Records:

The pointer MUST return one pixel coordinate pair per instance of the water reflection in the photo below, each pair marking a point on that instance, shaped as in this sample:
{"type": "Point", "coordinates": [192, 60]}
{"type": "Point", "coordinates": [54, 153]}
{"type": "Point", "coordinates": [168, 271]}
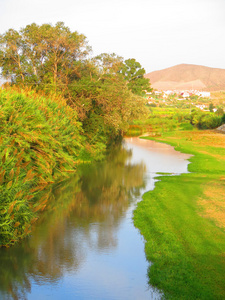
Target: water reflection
{"type": "Point", "coordinates": [83, 215]}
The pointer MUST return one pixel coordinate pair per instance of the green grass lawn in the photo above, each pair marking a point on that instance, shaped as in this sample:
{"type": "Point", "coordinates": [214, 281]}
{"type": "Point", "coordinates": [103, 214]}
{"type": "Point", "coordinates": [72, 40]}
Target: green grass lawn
{"type": "Point", "coordinates": [183, 221]}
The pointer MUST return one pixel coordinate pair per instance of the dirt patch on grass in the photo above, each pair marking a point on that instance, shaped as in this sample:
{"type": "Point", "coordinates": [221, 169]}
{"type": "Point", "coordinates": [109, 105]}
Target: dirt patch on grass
{"type": "Point", "coordinates": [213, 204]}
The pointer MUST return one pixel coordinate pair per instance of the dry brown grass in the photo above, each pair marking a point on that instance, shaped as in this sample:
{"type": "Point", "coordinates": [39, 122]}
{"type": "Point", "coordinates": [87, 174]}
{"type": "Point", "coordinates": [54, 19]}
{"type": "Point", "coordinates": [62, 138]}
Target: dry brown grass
{"type": "Point", "coordinates": [213, 204]}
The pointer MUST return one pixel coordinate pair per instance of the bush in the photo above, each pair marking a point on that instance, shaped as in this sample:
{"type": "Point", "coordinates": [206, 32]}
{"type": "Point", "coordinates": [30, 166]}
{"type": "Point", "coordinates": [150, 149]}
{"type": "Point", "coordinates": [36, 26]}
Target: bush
{"type": "Point", "coordinates": [40, 142]}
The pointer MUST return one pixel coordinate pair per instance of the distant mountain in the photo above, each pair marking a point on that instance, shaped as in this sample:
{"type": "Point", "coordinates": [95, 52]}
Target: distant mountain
{"type": "Point", "coordinates": [188, 77]}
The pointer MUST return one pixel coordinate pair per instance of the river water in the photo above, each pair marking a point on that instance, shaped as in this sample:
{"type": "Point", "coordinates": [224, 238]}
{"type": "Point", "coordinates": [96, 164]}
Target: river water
{"type": "Point", "coordinates": [85, 245]}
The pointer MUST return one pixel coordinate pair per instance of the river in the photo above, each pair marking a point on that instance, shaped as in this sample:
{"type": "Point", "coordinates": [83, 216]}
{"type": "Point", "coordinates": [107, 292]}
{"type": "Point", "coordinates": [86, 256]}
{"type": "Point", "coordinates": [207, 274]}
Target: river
{"type": "Point", "coordinates": [85, 245]}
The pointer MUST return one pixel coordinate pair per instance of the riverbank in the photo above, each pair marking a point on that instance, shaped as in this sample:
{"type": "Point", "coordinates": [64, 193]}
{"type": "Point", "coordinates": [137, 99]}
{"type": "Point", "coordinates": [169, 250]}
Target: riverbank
{"type": "Point", "coordinates": [182, 221]}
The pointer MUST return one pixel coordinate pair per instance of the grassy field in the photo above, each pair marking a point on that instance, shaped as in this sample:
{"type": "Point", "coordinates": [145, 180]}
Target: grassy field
{"type": "Point", "coordinates": [183, 221]}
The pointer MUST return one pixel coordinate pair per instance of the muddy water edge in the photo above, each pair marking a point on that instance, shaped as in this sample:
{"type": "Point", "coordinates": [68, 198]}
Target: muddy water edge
{"type": "Point", "coordinates": [85, 245]}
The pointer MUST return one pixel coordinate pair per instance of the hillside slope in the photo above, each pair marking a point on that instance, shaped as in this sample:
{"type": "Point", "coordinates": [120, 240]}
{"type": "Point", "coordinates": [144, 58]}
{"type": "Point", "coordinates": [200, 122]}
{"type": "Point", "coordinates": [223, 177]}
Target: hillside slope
{"type": "Point", "coordinates": [185, 76]}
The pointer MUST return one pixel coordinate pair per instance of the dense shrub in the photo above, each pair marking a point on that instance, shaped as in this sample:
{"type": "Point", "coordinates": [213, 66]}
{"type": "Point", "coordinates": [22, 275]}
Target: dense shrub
{"type": "Point", "coordinates": [40, 142]}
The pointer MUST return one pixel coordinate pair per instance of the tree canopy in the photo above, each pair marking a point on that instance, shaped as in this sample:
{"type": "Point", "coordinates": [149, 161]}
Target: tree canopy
{"type": "Point", "coordinates": [104, 90]}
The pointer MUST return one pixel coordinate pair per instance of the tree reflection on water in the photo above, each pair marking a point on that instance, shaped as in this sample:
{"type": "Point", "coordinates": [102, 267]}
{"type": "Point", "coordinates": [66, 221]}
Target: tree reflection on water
{"type": "Point", "coordinates": [84, 212]}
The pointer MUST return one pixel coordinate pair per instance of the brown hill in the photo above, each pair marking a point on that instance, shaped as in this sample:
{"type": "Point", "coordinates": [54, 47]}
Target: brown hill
{"type": "Point", "coordinates": [186, 77]}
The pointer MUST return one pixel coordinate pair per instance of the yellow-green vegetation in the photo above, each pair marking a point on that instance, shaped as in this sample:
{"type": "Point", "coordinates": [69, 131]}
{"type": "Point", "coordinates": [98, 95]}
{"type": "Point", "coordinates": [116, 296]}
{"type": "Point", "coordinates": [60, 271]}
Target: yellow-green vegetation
{"type": "Point", "coordinates": [88, 106]}
{"type": "Point", "coordinates": [166, 119]}
{"type": "Point", "coordinates": [40, 142]}
{"type": "Point", "coordinates": [182, 221]}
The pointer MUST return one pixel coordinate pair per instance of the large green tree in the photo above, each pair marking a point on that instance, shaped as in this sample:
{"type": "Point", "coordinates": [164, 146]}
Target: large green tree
{"type": "Point", "coordinates": [103, 90]}
{"type": "Point", "coordinates": [134, 74]}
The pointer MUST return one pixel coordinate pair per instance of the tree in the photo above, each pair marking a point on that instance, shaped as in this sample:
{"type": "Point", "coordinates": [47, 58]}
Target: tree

Exercise brief: Rewrite all of the lines above with "pointer" changed to "annotator" and everything else kept the same. Leave the pictures out of your version.

Response below:
The annotator MUST return one pixel coordinate pair per instance of the water reflection in the photo below, each pair marking a point on that instance, shaped as in this sample:
{"type": "Point", "coordinates": [192, 60]}
{"type": "Point", "coordinates": [54, 153]}
{"type": "Point", "coordinates": [168, 271]}
Target: water reflection
{"type": "Point", "coordinates": [83, 215]}
The annotator MUST return one pixel coordinate pair per instance of the green grass lawn in the photo above, each pair marking a point on that instance, shaped as in this sample:
{"type": "Point", "coordinates": [214, 281]}
{"type": "Point", "coordinates": [103, 214]}
{"type": "Point", "coordinates": [72, 40]}
Target: green grass lawn
{"type": "Point", "coordinates": [183, 221]}
The annotator MUST return one pixel coordinate pair per instance of the dirt patch on grass in the photo above, each pair marking a point on that instance, shaped as in this sample:
{"type": "Point", "coordinates": [221, 169]}
{"type": "Point", "coordinates": [109, 105]}
Target: dirt patch on grass
{"type": "Point", "coordinates": [213, 204]}
The annotator MUST return one pixel coordinate pair per instance of the dry brown grass in the photo above, each pair marking a point on that instance, shaped as in this sample:
{"type": "Point", "coordinates": [39, 122]}
{"type": "Point", "coordinates": [87, 174]}
{"type": "Point", "coordinates": [54, 19]}
{"type": "Point", "coordinates": [62, 138]}
Target: dry brown grass
{"type": "Point", "coordinates": [213, 204]}
The annotator MUST return one pixel coordinate pair per instance of the bush in the photo above, each pair marking a point on that instance, shaped as in this sample:
{"type": "Point", "coordinates": [206, 32]}
{"type": "Point", "coordinates": [30, 166]}
{"type": "Point", "coordinates": [150, 149]}
{"type": "Point", "coordinates": [36, 26]}
Target: bush
{"type": "Point", "coordinates": [40, 142]}
The annotator MUST return one pixel coordinate pair per instance of the distant mountain in the photo above, each pair marking a point on that instance, shaped as in this sample:
{"type": "Point", "coordinates": [95, 52]}
Target: distant mountain
{"type": "Point", "coordinates": [188, 77]}
The annotator MUST return one pixel coordinate pair per instance of the river water in the photo above, each pair marking a point on that instance, shaped as in this sample:
{"type": "Point", "coordinates": [224, 238]}
{"type": "Point", "coordinates": [96, 164]}
Target: river water
{"type": "Point", "coordinates": [85, 245]}
The annotator MUST return one pixel coordinate pair per instance of the river in the photo above, each pair marking a point on that instance, shaped as in this sample:
{"type": "Point", "coordinates": [83, 216]}
{"type": "Point", "coordinates": [107, 292]}
{"type": "Point", "coordinates": [86, 256]}
{"type": "Point", "coordinates": [207, 274]}
Target: river
{"type": "Point", "coordinates": [85, 245]}
The annotator MUST return one pixel coordinate pair per instance of the riverbank in the photo above, each pair marking a point on that instance, shaped as in this sample:
{"type": "Point", "coordinates": [64, 193]}
{"type": "Point", "coordinates": [137, 99]}
{"type": "Point", "coordinates": [169, 250]}
Target: riverbank
{"type": "Point", "coordinates": [182, 221]}
The annotator MUST return one pixel coordinate pair per instance of the grassy field in the photo above, each pair marking a point on that instance, shaped as in this sample:
{"type": "Point", "coordinates": [145, 180]}
Target: grassy field
{"type": "Point", "coordinates": [183, 221]}
The annotator MUST return one pixel coordinate pair per instance of the muddy water edge in the photo above, each pair marking a point on that instance, shaped as in this sample:
{"type": "Point", "coordinates": [68, 198]}
Target: muddy water edge
{"type": "Point", "coordinates": [85, 245]}
The annotator MUST return one pixel coordinate pair per instance of the hillside slope in the photo above, each pair marking a point on that instance, shaped as in this sample:
{"type": "Point", "coordinates": [120, 240]}
{"type": "Point", "coordinates": [144, 58]}
{"type": "Point", "coordinates": [200, 122]}
{"type": "Point", "coordinates": [223, 177]}
Target: hillside slope
{"type": "Point", "coordinates": [185, 76]}
The annotator MUST return one pixel coordinate pair per instance of the dense shrub in the photo above, each pair marking a point on that instance, shaped as in this sample:
{"type": "Point", "coordinates": [213, 66]}
{"type": "Point", "coordinates": [22, 275]}
Target: dense shrub
{"type": "Point", "coordinates": [40, 142]}
The annotator MUST return one pixel coordinate pair per instance of the tree canopy in the photo above, each pair marking a point on that instance, shaped as in this sample:
{"type": "Point", "coordinates": [149, 161]}
Target: tree canopy
{"type": "Point", "coordinates": [104, 90]}
The annotator MUST return one pixel coordinate pair per instance of the tree reflection on water in the photo above, each pair marking a point on that instance, shaped as in this sample:
{"type": "Point", "coordinates": [102, 267]}
{"type": "Point", "coordinates": [66, 221]}
Target: tree reflection on water
{"type": "Point", "coordinates": [84, 212]}
The annotator MUST return one pixel coordinate pair per instance of the brown hill in the photo above, each pair marking a point on that instance, shaped as in this sample:
{"type": "Point", "coordinates": [54, 47]}
Target: brown hill
{"type": "Point", "coordinates": [186, 77]}
The annotator MUST return one pixel coordinate pair per instance of the yellow-green vegetation in the photo above, each pair marking a point on that instance, shaped as in this sample:
{"type": "Point", "coordinates": [69, 131]}
{"type": "Point", "coordinates": [98, 95]}
{"type": "Point", "coordinates": [116, 296]}
{"type": "Point", "coordinates": [60, 271]}
Target: yellow-green vegetation
{"type": "Point", "coordinates": [88, 106]}
{"type": "Point", "coordinates": [166, 119]}
{"type": "Point", "coordinates": [40, 142]}
{"type": "Point", "coordinates": [182, 221]}
The annotator MUST return one pixel coordinate pair per instance of the large green tree in the photo above, each pair marking a point on that instance, shaped as in this sample:
{"type": "Point", "coordinates": [164, 146]}
Target: large green tree
{"type": "Point", "coordinates": [103, 90]}
{"type": "Point", "coordinates": [134, 74]}
The annotator MUST return one pixel coordinate pair per instance of the tree in the photo above, each pair marking a point on that instance, shaped as in this sample:
{"type": "Point", "coordinates": [47, 58]}
Target: tree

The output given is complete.